• **Instrucción escrita 1**
Vuelve a escribir, sin cambiar nada, la parte del texto sobre la crisis financiera que va desde "Al fin una buena" hasta "frente al cliente.", ambas incluidas.

Posted in Economía, Política by reggio on 28 octubre, 2008

Al fin una buena noticia relacionada con la crisis. En medio del holocausto financiero que estamos viviendo, con la desaparición de parte importante del ahorro colocado en productos financieros y planes de pensiones, la semana pasada dos bancos españoles, Fibanc-Mediolanum y Banif, controlado por el Santander, anunciaron que se hacen responsables de los bonos de Lehman Brothers que habían vendido a sus clientes como formas de ahorro totalmente seguras y que después se demostró que no era así. Aplican, a mi juicio, una regla básica de la confianza mercantil: el vendedor del producto es el que se responsabiliza de su fiabilidad frente al cliente.

Para comprender lo que está sucediendo, es conveniente diferenciar lo que le ocurre a la Bolsa de lo que sucede con la confianza financiera. La Bolsa se ha desplomado muchas veces, pero en la mayoría de los casos, como ocurrió con el desplome de las punto.com a inicios de esta década, esas caídas no afectaron a la confianza en los bancos. Por tanto, la pérdida de confianza financiera tiene otras causas.

Recuerdo que hace unos años mi padre, jubilado, me llamó para decirme que el director de su oficina bancaria le aconsejaba que pasara sus ahorros de toda una vida de trabajo de la tradicional cuenta de ahorro, que le daba un interés bajo pero era segura, a un producto financiero que, aunque en teoría tenía más riesgo, en la práctica era «igual de seguro». Era un consejo irresponsable. Por suerte, mi padre no lo siguió. Pero otros sí lo hicieron. ¿Quién es el responsable de haberlo hecho, el banco que aconsejó o el cliente que compró? ¿Qué confianza se les puede pedir a personas que, mal aconsejadas, han metido todos sus ahorros en un «producto muy seguro» que luego resultó insolvente?

Dentro del capitalismo ha crecido un nueva casta de altos directivos y ejecutivos excepcionalmente bien retribuidos que, sin embargo, no se consideran responsables de las consecuencias de sus decisiones. Esa nueva élite anida especialmente en los despachos de los bancos de inversión, en los fondos de alto riesgo, en las agencias de calificación de riesgo, en las grandes consultoras y despachos de abogados. Justifican sus elevadísimas retribuciones por el valor que añaden a los negocios. Pero, en muchos casos, más que añadir valor, actúan como verdaderos depredadores de la riqueza de sus clientes.

Esta nueva casta ha desarrollado un nuevo capitalismo cuyo rasgo cultural es la irresponsabilidad. A pesar de sus elevadísimas retribuciones y de haber hecho circular productos fraudulentos, no se sienten responsables, aunque las consecuencias sean devastadoras para las empresas que dirigen o para los clientes a los que asesoran. Posiblemente porque practican la autoexclusión de los ricos y han dejado de sentirse parte de la sociedad en la que viven.

Registros sin procesar

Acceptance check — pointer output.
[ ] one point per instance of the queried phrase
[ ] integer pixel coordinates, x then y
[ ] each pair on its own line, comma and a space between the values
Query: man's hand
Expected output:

• **Instrucción escrita 2**
Repite tal cual todas las líneas de los registros.

• **Solución escrita 1**
Al fin una buena noticia relacionada con la crisis. En medio del holocausto financiero que estamos viviendo, con la desaparición de parte importante del ahorro colocado en productos financieros y planes de pensiones, la semana pasada dos bancos españoles, Fibanc-Mediolanum y Banif, controlado por el Santander, anunciaron que se hacen responsables de los bonos de Lehman Brothers que habían vendido a sus clientes como formas de ahorro totalmente seguras y que después se demostró que no era así. Aplican, a mi juicio, una regla básica de la confianza mercantil: el vendedor del producto es el que se responsabiliza de su fiabilidad frente al cliente.

• **Solución escrita 2**
Acceptance check — pointer output.
[ ] one point per instance of the queried phrase
[ ] integer pixel coordinates, x then y
[ ] each pair on its own line, comma and a space between the values
Query: man's hand
Expected output:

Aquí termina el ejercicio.